The records: Begin

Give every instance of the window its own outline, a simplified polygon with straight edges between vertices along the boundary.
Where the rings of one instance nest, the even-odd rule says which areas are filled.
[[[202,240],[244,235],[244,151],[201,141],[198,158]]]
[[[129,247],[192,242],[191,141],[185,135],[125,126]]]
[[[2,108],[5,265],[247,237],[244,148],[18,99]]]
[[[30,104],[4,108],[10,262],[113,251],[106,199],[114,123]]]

The records: End

Set down the lines above exactly as written. Begin at the line containing "Where the rings" and stop after the last line.

Where the rings of one instance nest, the even-odd rule says which areas are filled.
[[[202,240],[244,235],[244,151],[201,141],[198,158]]]
[[[129,247],[192,242],[191,141],[185,135],[125,126]]]
[[[2,108],[5,265],[247,237],[244,148],[18,99]]]
[[[30,104],[4,108],[10,262],[113,251],[106,199],[114,123]]]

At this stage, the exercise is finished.